> _Problem requirements_: All of the records listed below should be retyped exactly.

> _Raw data_:
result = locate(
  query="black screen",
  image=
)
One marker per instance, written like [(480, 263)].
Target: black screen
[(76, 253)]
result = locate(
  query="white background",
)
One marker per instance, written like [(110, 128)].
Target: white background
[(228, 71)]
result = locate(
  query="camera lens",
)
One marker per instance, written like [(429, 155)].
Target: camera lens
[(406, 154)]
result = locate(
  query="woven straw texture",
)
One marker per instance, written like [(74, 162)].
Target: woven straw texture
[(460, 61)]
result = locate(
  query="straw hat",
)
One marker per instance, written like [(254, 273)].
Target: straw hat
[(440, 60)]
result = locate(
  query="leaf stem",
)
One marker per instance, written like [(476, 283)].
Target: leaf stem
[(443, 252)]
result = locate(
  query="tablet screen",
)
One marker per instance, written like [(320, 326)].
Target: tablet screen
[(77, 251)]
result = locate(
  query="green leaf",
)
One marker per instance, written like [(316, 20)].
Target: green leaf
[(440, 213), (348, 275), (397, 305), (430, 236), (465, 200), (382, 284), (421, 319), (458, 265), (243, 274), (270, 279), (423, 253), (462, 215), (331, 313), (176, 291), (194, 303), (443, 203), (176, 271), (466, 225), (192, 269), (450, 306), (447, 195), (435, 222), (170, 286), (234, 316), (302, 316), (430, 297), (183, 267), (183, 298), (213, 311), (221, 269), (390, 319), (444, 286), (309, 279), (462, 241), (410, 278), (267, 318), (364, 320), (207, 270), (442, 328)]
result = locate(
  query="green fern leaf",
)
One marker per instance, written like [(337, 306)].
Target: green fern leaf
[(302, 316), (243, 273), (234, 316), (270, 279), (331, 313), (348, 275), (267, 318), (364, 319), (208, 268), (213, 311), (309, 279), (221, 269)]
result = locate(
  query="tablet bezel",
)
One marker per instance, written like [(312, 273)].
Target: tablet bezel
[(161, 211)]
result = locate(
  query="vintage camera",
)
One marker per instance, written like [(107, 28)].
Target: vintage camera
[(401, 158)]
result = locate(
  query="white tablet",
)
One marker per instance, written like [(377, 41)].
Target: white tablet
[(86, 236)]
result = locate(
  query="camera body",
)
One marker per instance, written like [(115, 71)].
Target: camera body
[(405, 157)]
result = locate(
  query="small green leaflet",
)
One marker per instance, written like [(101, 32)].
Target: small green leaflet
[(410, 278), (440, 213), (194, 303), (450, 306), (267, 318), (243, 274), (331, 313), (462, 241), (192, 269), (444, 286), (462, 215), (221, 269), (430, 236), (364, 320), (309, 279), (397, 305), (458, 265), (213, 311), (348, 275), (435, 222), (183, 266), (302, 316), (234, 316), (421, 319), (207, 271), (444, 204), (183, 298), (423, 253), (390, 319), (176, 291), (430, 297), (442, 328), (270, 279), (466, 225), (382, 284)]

> _Expected answer_:
result = locate(
  query="black screen",
  image=
)
One marker per instance, written like [(480, 263)].
Target: black screen
[(76, 253)]
result = locate(
  query="white background",
)
One marker per instance, written like [(110, 128)].
Target: white background
[(228, 71)]
result = locate(
  query="camera lens",
)
One marker per instance, written like [(429, 155)].
Target: camera lens
[(406, 154)]
result = locate(
  query="woven straw texture",
)
One marker per instance, written like [(74, 162)].
Target: woven straw texture
[(460, 61)]
result = locate(
  query="straw hat",
)
One marker per instance, written like [(254, 273)].
Target: straw hat
[(440, 60)]
result = locate(
  query="leaf stem",
)
One marker per instance, written like [(476, 283)].
Target: leaf stem
[(443, 252)]
result = locate(
  query="tablet screen",
)
One marker per instance, written like [(320, 326)].
Target: tablet screen
[(77, 251)]
result = locate(
  query="green leaf",
)
One marker per instance, written like [(316, 20)].
Target: green leaf
[(440, 213), (348, 275), (397, 305), (430, 236), (465, 200), (382, 284), (421, 319), (458, 265), (243, 274), (270, 279), (423, 253), (462, 215), (331, 313), (176, 291), (194, 303), (443, 203), (176, 271), (466, 225), (192, 269), (450, 306), (447, 195), (435, 222), (170, 286), (234, 316), (302, 316), (430, 297), (183, 267), (183, 298), (213, 311), (221, 269), (390, 319), (444, 286), (309, 279), (462, 241), (410, 278), (267, 318), (364, 320), (207, 270), (442, 328)]
result = locate(
  query="green fern leaf",
)
One marker per instance, written like [(337, 306)].
Target: green fern leaf
[(302, 316), (243, 273), (234, 316), (270, 279), (331, 313), (348, 275), (267, 318), (364, 319), (208, 268), (213, 311), (309, 279), (221, 269)]
result = locate(
  query="tablet bezel",
)
One marker per instance, written like [(312, 273)].
Target: tablet bezel
[(161, 211)]
result = locate(
  query="vintage camera",
)
One marker per instance, written like [(107, 28)].
Target: vintage camera
[(401, 158)]
result = locate(
  query="white tablet",
)
One marker per instance, written like [(377, 41)].
Target: white tablet
[(86, 236)]
result = locate(
  query="camera body",
)
One marker per instance, written like [(115, 71)].
Target: camera body
[(405, 157)]
result = locate(
  query="small green leaflet",
)
One marker per instance, written like [(101, 32)].
Target: small green leaflet
[(410, 278), (440, 213), (194, 303), (450, 306), (267, 318), (243, 274), (331, 313), (462, 241), (192, 269), (444, 286), (462, 215), (221, 269), (430, 236), (364, 320), (309, 279), (397, 305), (458, 265), (213, 311), (348, 275), (435, 222), (183, 266), (302, 316), (234, 316), (421, 319), (207, 271), (444, 204), (183, 298), (423, 253), (390, 319), (176, 291), (430, 297), (442, 328), (270, 279), (466, 225), (382, 284)]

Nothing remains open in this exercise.